Years ago, neatly tucked in alongside Humble Soul’s other local traditional folkies including Liz Green and John Fairhurst, Denis Jones was merely one part ‘electronic’ dabbler, while remaining for the most part safely concurrent with 21st Century folk & blues.
Ever since then, he has slowly but surely drifted out into a sea of spliced soundwaves and, in pairing with multi-instrumental beats merchant David Schlechtriemen (also of The Pickpocket Network, HoneyFeet and Driver Drive Faster), his soulful side is being rejected for something altogether more immediate. The quaint (if wrongly attributed) folk-tronica tag has long since been shed. Tracking his progress as a musician very much open to experimenting with his art, you can still sense the early learning in folk and blues, notably in tonight’s recognisable tracks ‘Beginning’ and ‘Clap Hands’, but Denis has used his accumulated coats of technological paint to embrace something far more hard-hitting, raw, visceral and primordial: dance music.
If you were to see him tonight for the first time, his abundance of facial follicles would seem more sonically apt alongside pre-shave Beardyman or moustachioed Andrew Weatherall than folk’s William Fitzsimmons or Iron & Wine. The audience are still heckling for the standouts of his first two LPs: “‘Elvis’! ‘Sometimes’!” they plead; “Judas!” you can almost hear them thinking. From David’s arrival partway through opener ‘Clap Hands’ until he departs again for ever-beguiling curtain closer ‘Beginning’, it is a deluge of electronic indulgence. During that time, some shuffle uncomfortably and reminisce about more intimate climes of days gone by, sat cross-legged in crammed south Manchester bars, but in realising his own musical present and future, he is steadily leaving that audience in the past.

■ Entries supplied ■
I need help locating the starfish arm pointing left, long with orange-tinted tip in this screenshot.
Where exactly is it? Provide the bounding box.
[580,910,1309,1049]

...

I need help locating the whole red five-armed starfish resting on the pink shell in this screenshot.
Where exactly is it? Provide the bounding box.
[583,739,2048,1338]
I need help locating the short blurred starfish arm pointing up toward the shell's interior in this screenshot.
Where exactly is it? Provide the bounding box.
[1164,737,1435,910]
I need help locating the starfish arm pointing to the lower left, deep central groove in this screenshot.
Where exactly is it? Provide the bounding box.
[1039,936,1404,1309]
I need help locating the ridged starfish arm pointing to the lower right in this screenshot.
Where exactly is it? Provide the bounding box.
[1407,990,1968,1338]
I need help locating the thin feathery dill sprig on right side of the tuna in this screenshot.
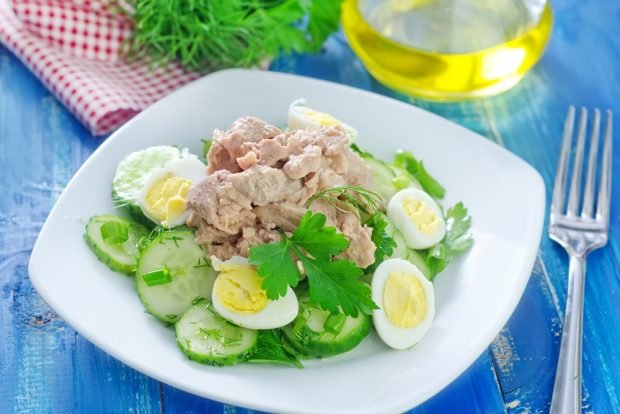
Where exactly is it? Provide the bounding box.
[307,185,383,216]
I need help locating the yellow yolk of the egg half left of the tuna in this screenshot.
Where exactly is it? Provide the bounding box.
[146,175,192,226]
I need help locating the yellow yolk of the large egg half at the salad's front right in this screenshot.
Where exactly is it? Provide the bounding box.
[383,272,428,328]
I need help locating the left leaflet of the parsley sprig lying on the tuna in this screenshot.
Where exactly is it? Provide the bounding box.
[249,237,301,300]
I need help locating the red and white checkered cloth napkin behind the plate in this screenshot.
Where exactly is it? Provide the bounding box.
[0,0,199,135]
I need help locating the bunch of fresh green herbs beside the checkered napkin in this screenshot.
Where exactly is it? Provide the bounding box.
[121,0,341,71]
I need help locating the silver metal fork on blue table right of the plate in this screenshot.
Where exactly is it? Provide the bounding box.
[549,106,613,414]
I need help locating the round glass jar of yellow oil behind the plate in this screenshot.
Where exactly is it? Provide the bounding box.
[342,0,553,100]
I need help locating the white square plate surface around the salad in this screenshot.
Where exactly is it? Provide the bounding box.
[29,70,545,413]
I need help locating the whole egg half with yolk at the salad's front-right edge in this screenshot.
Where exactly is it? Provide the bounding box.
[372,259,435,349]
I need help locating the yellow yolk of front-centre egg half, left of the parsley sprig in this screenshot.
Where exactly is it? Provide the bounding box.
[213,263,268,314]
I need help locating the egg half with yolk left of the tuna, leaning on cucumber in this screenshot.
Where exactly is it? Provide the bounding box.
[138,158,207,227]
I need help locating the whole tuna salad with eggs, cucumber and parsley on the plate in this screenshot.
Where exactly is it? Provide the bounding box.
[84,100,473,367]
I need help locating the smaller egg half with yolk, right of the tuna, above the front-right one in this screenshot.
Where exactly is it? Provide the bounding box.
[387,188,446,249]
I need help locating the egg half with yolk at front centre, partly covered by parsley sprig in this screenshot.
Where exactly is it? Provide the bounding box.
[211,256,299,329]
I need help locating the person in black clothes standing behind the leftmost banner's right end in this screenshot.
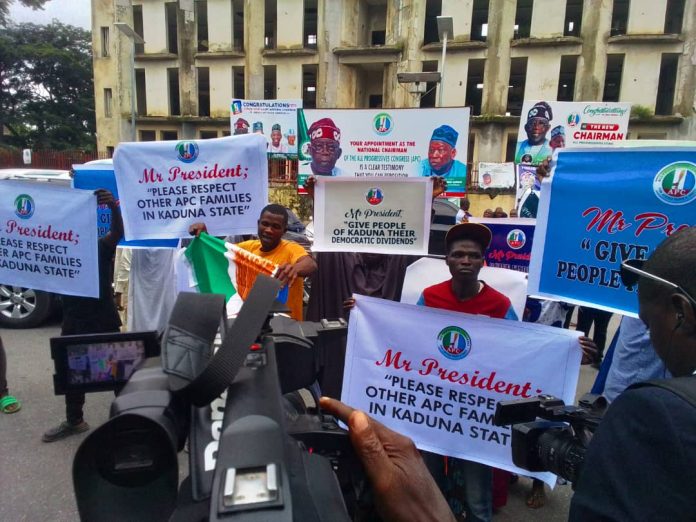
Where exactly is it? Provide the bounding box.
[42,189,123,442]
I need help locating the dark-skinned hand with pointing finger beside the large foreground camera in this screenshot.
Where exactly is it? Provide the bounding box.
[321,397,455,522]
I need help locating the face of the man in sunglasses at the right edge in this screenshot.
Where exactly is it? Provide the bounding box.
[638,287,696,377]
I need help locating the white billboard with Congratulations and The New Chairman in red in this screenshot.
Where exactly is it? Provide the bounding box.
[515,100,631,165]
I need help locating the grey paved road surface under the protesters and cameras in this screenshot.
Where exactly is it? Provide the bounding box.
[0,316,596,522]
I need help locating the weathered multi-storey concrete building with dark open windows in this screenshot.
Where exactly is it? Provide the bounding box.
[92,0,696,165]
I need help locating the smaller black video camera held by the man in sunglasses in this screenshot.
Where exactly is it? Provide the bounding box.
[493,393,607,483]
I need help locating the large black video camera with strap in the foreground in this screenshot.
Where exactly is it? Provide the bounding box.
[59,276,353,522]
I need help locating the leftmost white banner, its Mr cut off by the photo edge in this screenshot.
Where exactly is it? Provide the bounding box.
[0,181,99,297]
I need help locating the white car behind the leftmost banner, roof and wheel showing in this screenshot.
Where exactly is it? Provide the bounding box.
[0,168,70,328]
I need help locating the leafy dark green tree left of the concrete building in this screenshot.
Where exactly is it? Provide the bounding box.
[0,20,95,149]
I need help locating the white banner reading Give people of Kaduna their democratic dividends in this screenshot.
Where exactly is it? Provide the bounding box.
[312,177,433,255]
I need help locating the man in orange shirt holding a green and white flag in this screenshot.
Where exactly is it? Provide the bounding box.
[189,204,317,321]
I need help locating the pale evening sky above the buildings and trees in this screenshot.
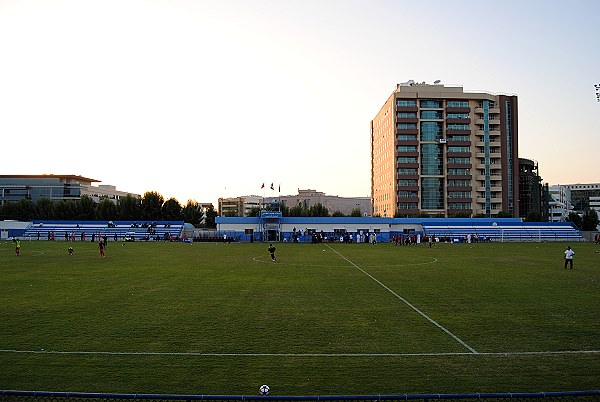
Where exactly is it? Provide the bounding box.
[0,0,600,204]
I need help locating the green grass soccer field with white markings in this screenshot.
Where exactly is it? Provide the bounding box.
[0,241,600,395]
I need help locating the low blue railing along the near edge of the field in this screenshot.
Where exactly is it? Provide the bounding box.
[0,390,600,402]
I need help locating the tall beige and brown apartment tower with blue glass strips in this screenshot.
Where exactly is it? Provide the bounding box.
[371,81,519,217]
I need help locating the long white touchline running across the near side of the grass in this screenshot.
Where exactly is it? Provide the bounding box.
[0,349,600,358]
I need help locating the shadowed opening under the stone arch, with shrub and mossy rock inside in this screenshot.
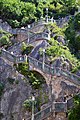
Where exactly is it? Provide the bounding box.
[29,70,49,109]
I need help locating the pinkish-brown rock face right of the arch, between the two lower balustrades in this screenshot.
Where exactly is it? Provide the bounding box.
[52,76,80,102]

■ Prompt ■
Write out the review of Denis Jones's performance word for word, everything from "Years ago, neatly" down to "folk & blues.".

■ Result for this task ■
Years ago, neatly tucked in alongside Humble Soul’s other local traditional folkies including Liz Green and John Fairhurst, Denis Jones was merely one part ‘electronic’ dabbler, while remaining for the most part safely concurrent with 21st Century folk & blues.